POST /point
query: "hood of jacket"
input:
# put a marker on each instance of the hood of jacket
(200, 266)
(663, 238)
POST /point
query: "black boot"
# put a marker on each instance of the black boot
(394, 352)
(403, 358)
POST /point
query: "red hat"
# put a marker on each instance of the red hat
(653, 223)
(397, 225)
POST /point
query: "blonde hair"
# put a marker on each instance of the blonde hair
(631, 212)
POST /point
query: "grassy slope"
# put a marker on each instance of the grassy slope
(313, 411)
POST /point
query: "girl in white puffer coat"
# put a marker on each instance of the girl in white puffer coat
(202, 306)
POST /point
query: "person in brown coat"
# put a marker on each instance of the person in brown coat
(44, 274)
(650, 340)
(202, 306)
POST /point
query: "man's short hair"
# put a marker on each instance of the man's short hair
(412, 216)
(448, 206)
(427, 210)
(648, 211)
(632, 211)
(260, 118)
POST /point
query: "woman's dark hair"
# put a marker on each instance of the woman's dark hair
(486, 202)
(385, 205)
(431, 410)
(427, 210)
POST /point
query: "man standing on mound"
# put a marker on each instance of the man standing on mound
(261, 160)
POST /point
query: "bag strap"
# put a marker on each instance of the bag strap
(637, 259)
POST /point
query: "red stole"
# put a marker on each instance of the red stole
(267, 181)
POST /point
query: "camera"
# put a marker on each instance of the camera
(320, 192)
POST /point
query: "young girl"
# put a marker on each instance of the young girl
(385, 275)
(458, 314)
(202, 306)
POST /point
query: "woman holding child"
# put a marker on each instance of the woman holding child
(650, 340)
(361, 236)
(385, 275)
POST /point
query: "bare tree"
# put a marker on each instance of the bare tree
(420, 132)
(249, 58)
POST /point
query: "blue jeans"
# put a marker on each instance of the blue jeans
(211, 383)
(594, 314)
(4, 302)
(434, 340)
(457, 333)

WHAT IS NEEDED
Count the lines in the data above that contain the string "girl", treating uppercase and lowercase letters as different. Reply with the number alone.

EXPECTED ANSWER
4